(Image object location entries)
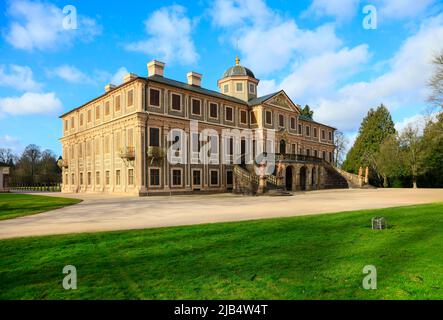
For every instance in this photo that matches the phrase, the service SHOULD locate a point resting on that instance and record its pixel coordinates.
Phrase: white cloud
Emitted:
(30, 103)
(117, 78)
(230, 13)
(317, 75)
(38, 25)
(18, 77)
(169, 36)
(403, 85)
(248, 23)
(9, 142)
(401, 9)
(339, 9)
(70, 74)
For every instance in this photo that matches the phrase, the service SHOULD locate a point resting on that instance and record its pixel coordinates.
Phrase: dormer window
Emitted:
(251, 88)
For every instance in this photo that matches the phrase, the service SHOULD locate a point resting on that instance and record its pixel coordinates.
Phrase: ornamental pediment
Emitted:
(283, 101)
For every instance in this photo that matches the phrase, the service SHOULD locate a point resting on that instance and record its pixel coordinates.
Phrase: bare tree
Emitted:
(32, 154)
(412, 151)
(436, 82)
(7, 156)
(341, 143)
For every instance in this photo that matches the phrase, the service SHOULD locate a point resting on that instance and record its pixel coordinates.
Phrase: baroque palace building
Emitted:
(117, 142)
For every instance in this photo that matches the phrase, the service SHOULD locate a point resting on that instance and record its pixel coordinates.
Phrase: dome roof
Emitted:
(238, 70)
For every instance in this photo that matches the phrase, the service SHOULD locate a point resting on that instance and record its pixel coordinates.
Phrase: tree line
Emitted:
(409, 158)
(32, 167)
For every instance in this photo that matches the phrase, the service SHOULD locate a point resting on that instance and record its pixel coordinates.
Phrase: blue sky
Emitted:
(317, 51)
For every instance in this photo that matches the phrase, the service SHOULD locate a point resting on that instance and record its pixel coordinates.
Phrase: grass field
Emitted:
(13, 205)
(310, 257)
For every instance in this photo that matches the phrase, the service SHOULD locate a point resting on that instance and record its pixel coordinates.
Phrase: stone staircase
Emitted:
(334, 179)
(248, 182)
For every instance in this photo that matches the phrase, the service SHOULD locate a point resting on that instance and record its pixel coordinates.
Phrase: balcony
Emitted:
(127, 153)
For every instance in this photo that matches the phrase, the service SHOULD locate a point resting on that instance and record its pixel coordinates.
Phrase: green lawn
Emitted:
(311, 257)
(13, 205)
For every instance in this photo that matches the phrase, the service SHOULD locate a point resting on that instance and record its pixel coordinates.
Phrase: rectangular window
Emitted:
(268, 117)
(117, 177)
(130, 98)
(154, 97)
(213, 110)
(243, 117)
(196, 107)
(117, 103)
(131, 177)
(229, 116)
(196, 177)
(118, 141)
(251, 88)
(281, 120)
(154, 177)
(176, 102)
(176, 177)
(195, 142)
(253, 118)
(97, 177)
(154, 137)
(107, 145)
(107, 108)
(97, 146)
(130, 136)
(214, 177)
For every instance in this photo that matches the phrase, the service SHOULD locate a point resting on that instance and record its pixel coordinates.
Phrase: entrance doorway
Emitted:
(288, 178)
(282, 147)
(303, 178)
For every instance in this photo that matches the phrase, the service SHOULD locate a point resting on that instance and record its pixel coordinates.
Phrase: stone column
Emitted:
(140, 159)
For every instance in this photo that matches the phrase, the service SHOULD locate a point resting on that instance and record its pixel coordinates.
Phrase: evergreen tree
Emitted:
(374, 129)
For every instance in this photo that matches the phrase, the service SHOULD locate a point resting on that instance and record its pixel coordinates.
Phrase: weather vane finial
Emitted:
(237, 59)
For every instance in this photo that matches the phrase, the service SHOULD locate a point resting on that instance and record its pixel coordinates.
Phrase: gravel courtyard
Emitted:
(105, 213)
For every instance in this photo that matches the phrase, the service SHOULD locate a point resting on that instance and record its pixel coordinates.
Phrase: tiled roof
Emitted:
(196, 89)
(259, 100)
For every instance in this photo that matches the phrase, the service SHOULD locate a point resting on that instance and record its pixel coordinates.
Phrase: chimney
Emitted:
(155, 68)
(109, 87)
(129, 77)
(194, 79)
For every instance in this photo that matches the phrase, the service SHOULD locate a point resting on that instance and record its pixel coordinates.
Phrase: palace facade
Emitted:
(117, 142)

◆ **What you should do**
Pictures appear in the records above. Output everything except them, exactly.

◆ **Exercise output**
For every instance in this photo that matches the phrase, the service SHOULD locate a point resting on that instance and record its pixel coordinates.
Phrase: white cloud
Emitted:
(30, 103)
(117, 78)
(230, 13)
(317, 75)
(38, 25)
(18, 77)
(169, 36)
(403, 85)
(248, 23)
(9, 142)
(401, 9)
(339, 9)
(70, 74)
For every instance in this photo that matches the phrase, the service SHOULD locate a point resting on that instance and record its pixel coordinates.
Phrase: dormer window
Emitted:
(251, 88)
For every instance in this photo that matches the phrase, the service SHOULD locate a point resting on that instance and record its pixel coordinates.
Phrase: ornamental pediment
Emitted:
(283, 101)
For every instance in this photo that matches the phrase, the service SHOULD locate a point resting on that instance and record its pixel coordinates.
Phrase: bare tree
Emitted:
(32, 154)
(412, 151)
(436, 82)
(7, 156)
(341, 143)
For every instance in this photo that matches the phrase, the service SHOULD locate a point resting on that instance and record its pixel coordinates.
Phrase: baroque palace building
Emitted:
(117, 142)
For every instance in this photo that matches the phrase, the service SHOULD locate a point resting on that instance and record its pixel coordinates.
Phrase: dome roof
Emitted:
(238, 70)
For every instance in this photo that matches the phrase, the service SHOULD locate a point resting on that instance and record its pixel coordinates.
Phrase: tree line
Emitted:
(409, 158)
(32, 167)
For every instance in this photo that matches the phrase, the service SHOULD locate a point resting on that instance and record its pixel coordinates.
Phrase: blue sky
Emitted:
(317, 51)
For every instance in this photo that matches the phrase, the service SHOULD locate a point resting on that instance and record its pixel coordinates.
Phrase: grass field
Emitted:
(13, 205)
(310, 257)
For every instance in this photo that matches the phrase, the service SHOULD locate a point resting on that instance and record its pixel coordinates.
Phrase: stone staircase
Emitted:
(334, 179)
(248, 182)
For every instance in this photo that matches the phrase, the service SHOULD locate a point resting on that instance and record its pixel coordinates.
Phrase: balcony
Emitted:
(127, 153)
For every instance in this photo that matches the phrase, the service SHOULD locate a point resting on that instance and record its pixel coordinates.
Phrase: green lawn
Emitted:
(311, 257)
(13, 205)
For every instance in this photo that matches the phrase, the service SHOULD locate a point resting on that instance and record its pixel coordinates.
Phrase: rectangular window
Emitted:
(268, 117)
(117, 177)
(130, 98)
(154, 97)
(213, 110)
(243, 117)
(196, 107)
(117, 103)
(131, 177)
(229, 116)
(196, 177)
(118, 141)
(251, 88)
(281, 120)
(154, 177)
(176, 102)
(176, 177)
(195, 142)
(253, 118)
(97, 177)
(154, 137)
(107, 145)
(107, 108)
(97, 146)
(130, 136)
(214, 177)
For every instance in this photo that matches the phrase, the service SHOULD locate a point resting on that instance and record its pixel coordinates.
Phrase: entrance doorway
Emitted:
(288, 178)
(282, 147)
(303, 178)
For every instance in this photo that matches the phrase, the service SHOULD locate a point resting on that instance and record its pixel coordinates.
Phrase: stone column
Emitted:
(140, 159)
For every instance in this photo that matches the phrase, the service SHOULD locate a point resting on that instance and record its pixel coordinates.
Phrase: evergreen tree
Emitted:
(374, 129)
For every instance in this photo that matches the phrase, the service SHOULD locate a point resting on that instance and record its pixel coordinates.
Phrase: weather vane finial
Emitted:
(237, 59)
For every instance in this photo that matches the phrase, the service SHOULD locate a point resting on that instance and record its pixel coordinates.
Phrase: gravel courtyard
Emitted:
(105, 213)
For every instance in this photo that matches the phrase, the service SHOULD locate a point resting on that instance and record its pixel coordinates.
Phrase: tiled roof
Emitted:
(196, 89)
(259, 100)
For every instance in this photo that matches the phrase, the service SHOULD locate a point resting on that instance and record its pixel coordinates.
Phrase: chimney
Emitted:
(155, 68)
(109, 87)
(129, 77)
(194, 79)
For every instance in this photo that matches the phrase, the service SHOULD locate a point resting on that instance and record its pixel coordinates.
Phrase: palace facade
Emitted:
(117, 142)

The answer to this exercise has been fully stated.